**ÉNONCÉ A:**
Selon l'extrait sur les fromages AOP, dans quelle proportion le bleu d'Auvergne a-t-il réduit sa surface de production ?

**SÉLECTION:**
────
Il cite ainsi du lait valorisé à 0,7 ou 0,8 euro le litre, alors que globalement le prix moyen du lait à la production était tombé sous le seuil des 0,3 euro le litre en 2016, selon le CNIEL.
Certaines appellations ont récemment musclé leur cahier des charges pour augmenter leur critères de qualité, et espérer mieux se vendre. Le bleu d’Auvergne vient de réduire de moitié sa surface de production, ne maintenant que les zones de montagne où l’herbe a des qualités supérieures.
D’autres appellations ont fait le contraire. Le camembert vient de régler un différend ancestral, opposant le camembert étiqueté « de Normandie » à celui « fabriqué en Normandie ». Derrière se cache une vieille bataille entre le camembert AOP au lait cru moulé à la louche, et un camembert produit industriellement et sans aucune contrainte.
Pour régler le conflit, les instances de régulation de l’AOP ont accepté que le camembert industriel puisse obtenir le précieux label AOP, à condition qu’il soit fabriqué en Normandie et qu’il accepte des contraintes. Notamment un nombre de vaches normandes minimal pour le lait, et une obligation de pâture en extérieur.
Mais le lait cru ne fait plus partie des obligations. Au grand dam de Véronique Richez-Lerouge, auteur du livre « main basse sur les fromages AOP » pour qui le camembert « s’enfonce inexorablement dans la médiocrité ».
« Nous avons prévu la création d’une mention valorisante pour ceux qui resteront au lait cru, comme un grand cru en viticulture » répond M. Chassard. « Nous faisons le pari d’un développement du camembert au lait cru malgré tout, basé sur le goût grandissant des consommateurs pour les produits de qualité » ajoute-t-il en citant l’exemple du saint nectaire: « Il y a 10 ans, la zone vendait plus de fromage produit en laiterie qu’à la ferme » (8.000 tonnes contre 5.000). L’an dernier, « 7.000 tonnes de saint nectaire fermier ont été vendues et 6.800 tonnes de laitier ».
────
**ÉNONCÉ B:**
Recopiez sans modification les enregistrements, depuis leur début jusqu'à la ligne contenant « left=0, top=275, right=300, bottom=449 », celle-ci incluse.

Éléments d'un corpus d'annotation
────
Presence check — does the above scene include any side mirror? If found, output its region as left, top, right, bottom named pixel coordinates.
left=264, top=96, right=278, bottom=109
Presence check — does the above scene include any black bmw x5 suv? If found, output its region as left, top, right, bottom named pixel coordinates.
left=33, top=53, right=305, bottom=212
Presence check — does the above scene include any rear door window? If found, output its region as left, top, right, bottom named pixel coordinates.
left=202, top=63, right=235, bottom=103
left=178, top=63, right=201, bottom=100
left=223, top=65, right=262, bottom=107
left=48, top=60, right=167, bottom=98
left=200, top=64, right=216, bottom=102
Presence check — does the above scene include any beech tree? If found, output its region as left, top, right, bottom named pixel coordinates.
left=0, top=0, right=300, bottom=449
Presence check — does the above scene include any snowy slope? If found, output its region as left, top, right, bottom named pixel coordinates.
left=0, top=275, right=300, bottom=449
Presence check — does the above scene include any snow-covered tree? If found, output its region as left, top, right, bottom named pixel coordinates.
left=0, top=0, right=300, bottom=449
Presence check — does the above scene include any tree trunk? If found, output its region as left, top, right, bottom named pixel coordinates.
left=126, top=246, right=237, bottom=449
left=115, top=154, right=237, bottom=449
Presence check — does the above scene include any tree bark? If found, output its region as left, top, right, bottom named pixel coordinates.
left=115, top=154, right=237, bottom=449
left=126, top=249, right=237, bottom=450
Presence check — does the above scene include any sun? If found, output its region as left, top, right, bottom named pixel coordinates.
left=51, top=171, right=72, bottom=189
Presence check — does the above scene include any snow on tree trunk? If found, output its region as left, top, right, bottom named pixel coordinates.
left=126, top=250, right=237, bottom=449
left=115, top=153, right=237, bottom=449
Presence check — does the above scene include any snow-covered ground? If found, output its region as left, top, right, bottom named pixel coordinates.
────
**RÉSULTAT FINAL A:**
Il l'a réduite de moitié.

**RÉSULTAT FINAL B:**
Presence check — does the above scene include any side mirror? If found, output its region as left, top, right, bottom named pixel coordinates.
left=264, top=96, right=278, bottom=109
Presence check — does the above scene include any black bmw x5 suv? If found, output its region as left, top, right, bottom named pixel coordinates.
left=33, top=53, right=305, bottom=212
Presence check — does the above scene include any rear door window? If found, output its region as left, top, right, bottom named pixel coordinates.
left=202, top=63, right=235, bottom=103
left=178, top=63, right=201, bottom=100
left=223, top=65, right=262, bottom=107
left=48, top=60, right=167, bottom=98
left=200, top=64, right=216, bottom=102
Presence check — does the above scene include any beech tree? If found, output its region as left, top, right, bottom named pixel coordinates.
left=0, top=0, right=300, bottom=449
Presence check — does the above scene include any snowy slope? If found, output its region as left, top, right, bottom named pixel coordinates.
left=0, top=275, right=300, bottom=449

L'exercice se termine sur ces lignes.